● What is needed:
Your copy should repeat each record exactly and contain none of the pictures.

● Data extract:
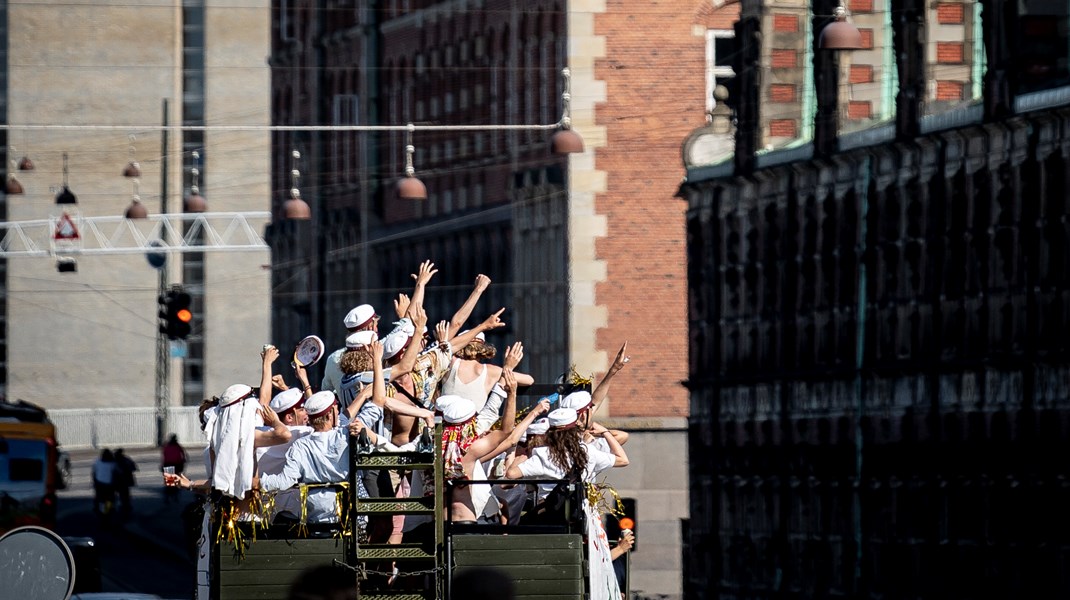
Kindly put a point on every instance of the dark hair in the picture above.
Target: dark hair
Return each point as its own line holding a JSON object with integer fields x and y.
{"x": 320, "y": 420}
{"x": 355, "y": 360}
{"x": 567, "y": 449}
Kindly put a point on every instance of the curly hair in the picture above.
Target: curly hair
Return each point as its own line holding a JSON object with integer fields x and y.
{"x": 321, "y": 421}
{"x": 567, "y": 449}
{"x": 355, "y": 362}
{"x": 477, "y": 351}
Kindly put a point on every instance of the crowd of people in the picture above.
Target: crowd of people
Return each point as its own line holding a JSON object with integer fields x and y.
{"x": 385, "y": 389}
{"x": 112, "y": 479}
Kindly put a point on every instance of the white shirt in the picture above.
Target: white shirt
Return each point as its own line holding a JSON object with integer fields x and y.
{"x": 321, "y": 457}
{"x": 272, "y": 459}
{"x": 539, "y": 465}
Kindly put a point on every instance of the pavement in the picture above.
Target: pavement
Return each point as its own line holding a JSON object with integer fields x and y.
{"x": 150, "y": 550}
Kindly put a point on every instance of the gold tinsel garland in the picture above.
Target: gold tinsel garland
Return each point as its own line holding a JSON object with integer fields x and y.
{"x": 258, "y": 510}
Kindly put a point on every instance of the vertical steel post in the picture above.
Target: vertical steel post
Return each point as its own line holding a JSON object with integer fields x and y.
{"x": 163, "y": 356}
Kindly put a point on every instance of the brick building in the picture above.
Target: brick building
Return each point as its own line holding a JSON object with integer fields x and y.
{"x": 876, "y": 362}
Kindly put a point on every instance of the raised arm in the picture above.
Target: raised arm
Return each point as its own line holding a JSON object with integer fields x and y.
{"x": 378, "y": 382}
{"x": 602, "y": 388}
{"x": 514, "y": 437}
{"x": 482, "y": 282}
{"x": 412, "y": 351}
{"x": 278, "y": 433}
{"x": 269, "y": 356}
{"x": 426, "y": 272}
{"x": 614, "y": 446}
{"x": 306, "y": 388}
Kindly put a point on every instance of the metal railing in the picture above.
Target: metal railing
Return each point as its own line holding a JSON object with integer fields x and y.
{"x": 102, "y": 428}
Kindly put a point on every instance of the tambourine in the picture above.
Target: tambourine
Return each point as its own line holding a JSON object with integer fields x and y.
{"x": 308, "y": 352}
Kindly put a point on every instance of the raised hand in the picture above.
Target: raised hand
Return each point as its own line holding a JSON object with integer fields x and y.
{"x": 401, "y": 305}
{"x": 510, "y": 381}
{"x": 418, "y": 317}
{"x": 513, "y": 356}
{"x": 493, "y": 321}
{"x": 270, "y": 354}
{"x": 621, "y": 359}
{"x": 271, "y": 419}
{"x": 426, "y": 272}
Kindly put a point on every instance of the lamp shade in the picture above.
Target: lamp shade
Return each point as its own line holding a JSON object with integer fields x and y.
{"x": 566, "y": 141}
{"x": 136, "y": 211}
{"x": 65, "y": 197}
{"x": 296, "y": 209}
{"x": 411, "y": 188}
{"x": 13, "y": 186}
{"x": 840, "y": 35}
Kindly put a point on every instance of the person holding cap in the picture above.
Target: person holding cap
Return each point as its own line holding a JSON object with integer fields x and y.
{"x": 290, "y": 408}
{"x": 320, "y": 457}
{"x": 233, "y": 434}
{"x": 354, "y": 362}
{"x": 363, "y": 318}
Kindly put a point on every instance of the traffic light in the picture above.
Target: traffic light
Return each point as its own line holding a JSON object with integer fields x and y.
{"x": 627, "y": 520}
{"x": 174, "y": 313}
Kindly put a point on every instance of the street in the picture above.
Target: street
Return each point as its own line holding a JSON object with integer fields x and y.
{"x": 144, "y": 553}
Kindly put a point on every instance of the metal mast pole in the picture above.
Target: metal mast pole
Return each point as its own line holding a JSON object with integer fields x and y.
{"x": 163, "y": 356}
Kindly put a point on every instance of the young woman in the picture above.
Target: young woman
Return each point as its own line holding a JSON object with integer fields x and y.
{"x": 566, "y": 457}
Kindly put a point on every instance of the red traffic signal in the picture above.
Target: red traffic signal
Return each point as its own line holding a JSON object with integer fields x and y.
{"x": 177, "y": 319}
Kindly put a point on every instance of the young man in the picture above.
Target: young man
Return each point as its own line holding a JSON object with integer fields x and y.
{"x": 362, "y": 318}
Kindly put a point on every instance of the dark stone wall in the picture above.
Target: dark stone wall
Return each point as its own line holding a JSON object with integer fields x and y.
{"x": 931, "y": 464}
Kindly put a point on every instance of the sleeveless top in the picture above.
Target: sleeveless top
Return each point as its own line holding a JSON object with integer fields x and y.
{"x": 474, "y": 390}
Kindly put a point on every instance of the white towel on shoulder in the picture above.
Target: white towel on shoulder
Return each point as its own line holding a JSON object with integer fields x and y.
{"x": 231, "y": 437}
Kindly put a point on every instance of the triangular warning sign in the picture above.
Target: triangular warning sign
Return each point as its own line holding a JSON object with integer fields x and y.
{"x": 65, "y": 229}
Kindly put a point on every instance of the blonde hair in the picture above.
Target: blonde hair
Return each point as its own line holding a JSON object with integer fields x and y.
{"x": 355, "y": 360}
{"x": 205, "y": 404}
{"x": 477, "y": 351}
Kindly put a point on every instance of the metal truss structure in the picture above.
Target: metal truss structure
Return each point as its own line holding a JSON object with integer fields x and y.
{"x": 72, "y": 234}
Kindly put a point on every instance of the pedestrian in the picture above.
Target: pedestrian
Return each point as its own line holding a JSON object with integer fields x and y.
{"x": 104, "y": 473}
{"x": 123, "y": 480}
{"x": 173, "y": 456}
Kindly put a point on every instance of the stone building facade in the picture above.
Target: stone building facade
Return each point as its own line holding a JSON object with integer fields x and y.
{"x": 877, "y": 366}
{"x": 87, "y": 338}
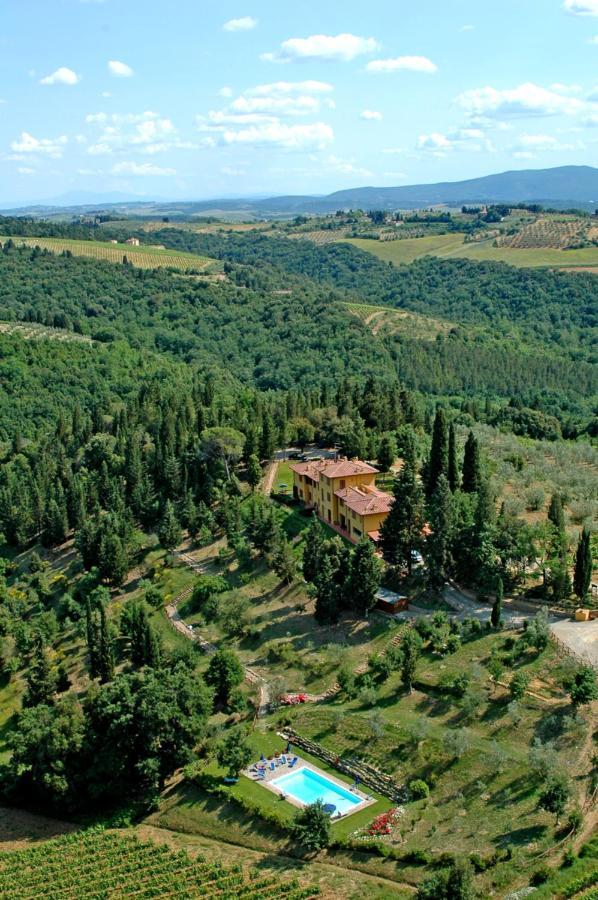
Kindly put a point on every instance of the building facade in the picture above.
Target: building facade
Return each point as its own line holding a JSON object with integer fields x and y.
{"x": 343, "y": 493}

● Result for this exercise:
Kindly put a point on every instance of the dark hair in the picture above.
Target: dark hair
Return each point as its own line holding a JSON object with integer fields x and y.
{"x": 320, "y": 420}
{"x": 355, "y": 360}
{"x": 567, "y": 449}
Kindly put a point on every instance of the curly hair in the picture above.
Target: curly hair
Return each point as its own line holding a JSON object with integer fields x and y.
{"x": 321, "y": 421}
{"x": 567, "y": 449}
{"x": 355, "y": 362}
{"x": 477, "y": 351}
Kindly put a point on every instance of the crowd of people in the picture above.
Target: crowd of people
Return each point as its own line holding a JSON object with integer fields x and y.
{"x": 385, "y": 389}
{"x": 112, "y": 479}
Kindly put a point on every instance of the white shirt in the picture above.
Target: white shirt
Return each point as its own line holding a JSON object with integer fields x and y.
{"x": 321, "y": 457}
{"x": 272, "y": 459}
{"x": 539, "y": 465}
Kindly put a point on every instance of the pavement in the picture above.
Target: pavement
Return each point as its own line holding a JSON object with integer fields x and y.
{"x": 150, "y": 550}
Kindly put a point on every instance of the gold tinsel garland in the picture above.
Target: gold tinsel garland
Return each point as its own line holding a JSON object with integer fields x and y.
{"x": 258, "y": 510}
Kindly put a point on every instance of the vertical steel post in the picture above.
Target: vertical steel post
Return each point as its own line holding a JSON object with integer fields x and y.
{"x": 163, "y": 356}
Kindly put a point on every instance of the brick building in the picture above.
Target: brick building
Return each point as its own line holding a JSON object with integer fields x and y.
{"x": 876, "y": 362}
Kindly put a point on every instance of the raised arm in the picture above.
Target: raised arm
Return each point as its own line holding a JSON object with integer fields x and y.
{"x": 378, "y": 382}
{"x": 602, "y": 388}
{"x": 514, "y": 437}
{"x": 482, "y": 282}
{"x": 412, "y": 351}
{"x": 278, "y": 433}
{"x": 269, "y": 356}
{"x": 426, "y": 272}
{"x": 614, "y": 446}
{"x": 306, "y": 388}
Kindly put a point on every instance of the metal railing in the picture above.
Target: metal railing
Return each point as its own line holding a JSON object with integer fields x and y.
{"x": 102, "y": 428}
Kindly put a point on every instance of the tambourine in the picture above.
Target: tambourine
Return each point as its own line holding a JSON object with integer fields x and y.
{"x": 308, "y": 352}
Kindly put a point on every instance of the raised hand in the picture above.
Target: raised hand
Return each point as its own line holding a JSON object with integer fields x and y.
{"x": 401, "y": 305}
{"x": 510, "y": 381}
{"x": 418, "y": 317}
{"x": 513, "y": 356}
{"x": 493, "y": 321}
{"x": 270, "y": 354}
{"x": 621, "y": 359}
{"x": 271, "y": 419}
{"x": 426, "y": 272}
Kindly put a point on every instance of the lamp shade in the picture above.
Target: lamp shade
Return each point as its own line holding a JSON object with integer fields x and y.
{"x": 566, "y": 141}
{"x": 136, "y": 211}
{"x": 65, "y": 197}
{"x": 296, "y": 209}
{"x": 411, "y": 188}
{"x": 13, "y": 186}
{"x": 840, "y": 35}
Kindly put a point on every instance of the person holding cap in the picture above.
Target: person holding cap
Return each point as its own line holding a JSON object with integer fields x and y.
{"x": 290, "y": 408}
{"x": 320, "y": 457}
{"x": 233, "y": 434}
{"x": 354, "y": 362}
{"x": 363, "y": 318}
Kindly put a point on every instance of the traffic light in the picture above.
Target: traffic light
Return each point as its own line holding a JSON object with integer fields x and y.
{"x": 627, "y": 520}
{"x": 174, "y": 313}
Kindly put a point on every instance of the street in the picture above.
Target: street
Return each point as its own line holding a JSON object with integer fields x and y.
{"x": 144, "y": 553}
Kindly put a point on every instance of the metal mast pole in the picture above.
Target: metal mast pole
Return each point as its own line holding a JSON object with integer fields x and y.
{"x": 163, "y": 356}
Kindly put a point on every instance of the young woman in the picture above.
Target: young woman
Return each point as its own line holding a JSON object with integer fields x and y.
{"x": 566, "y": 457}
Kindly put a point on every instance of the red traffic signal in the picture above.
Target: red traffic signal
Return each point as its own line holding a JSON object with integer fields x and y.
{"x": 177, "y": 319}
Kindly put a point on every instance of the young man in the picture above.
Target: young man
Return each point as its own line holding a JSON object with integer fields x and y.
{"x": 362, "y": 318}
Kindly put a point on every instance of the dark stone wall in the picture above.
Target: dark stone wall
Return each point as its own line holding a JSON object with integer fields x and y.
{"x": 931, "y": 464}
Kindly put a point on every instance of the sleeveless top in the picture above.
Target: sleeveless top
Return each point as its own line holding a JSON object with integer fields x and y.
{"x": 474, "y": 390}
Kindly put a point on every instance of the white towel on shoulder in the picture above.
Target: white towel on shoulder
Return each point as its own line holding a JSON object with integer fields x and y.
{"x": 231, "y": 437}
Kindly put a point on every instance of the triangular warning sign in the picture above.
Target: triangular warning sign
Return each point as its own line holding a JSON object with integer fields x and y.
{"x": 65, "y": 229}
Kindly put a point on every instance of the blonde hair in the picture above.
Target: blonde hair
Return each point as its own line holding a JSON object with integer fields x and y.
{"x": 355, "y": 360}
{"x": 205, "y": 404}
{"x": 477, "y": 351}
Kindly put a point on every instance of the metal truss structure in the picture above.
Target: metal truss structure
Return each point as its own line holding a JSON object with integer fields x and y.
{"x": 72, "y": 234}
Kindly put a point on every instance of the pedestrian in the picture above.
Target: pedestrian
Return each point as its own line holding a JSON object with integer fields x and y.
{"x": 104, "y": 473}
{"x": 123, "y": 480}
{"x": 173, "y": 456}
Kindly put a point on every instance of the stone building facade in the picture above.
Target: stone building facade
Return each point as its own line holding a JSON object with integer fields x and y.
{"x": 877, "y": 366}
{"x": 87, "y": 338}
Kindly put a point on every instance of the building facade in the picture above.
Target: building facade
Return each point as its own line holding a JSON object with integer fields x and y.
{"x": 343, "y": 493}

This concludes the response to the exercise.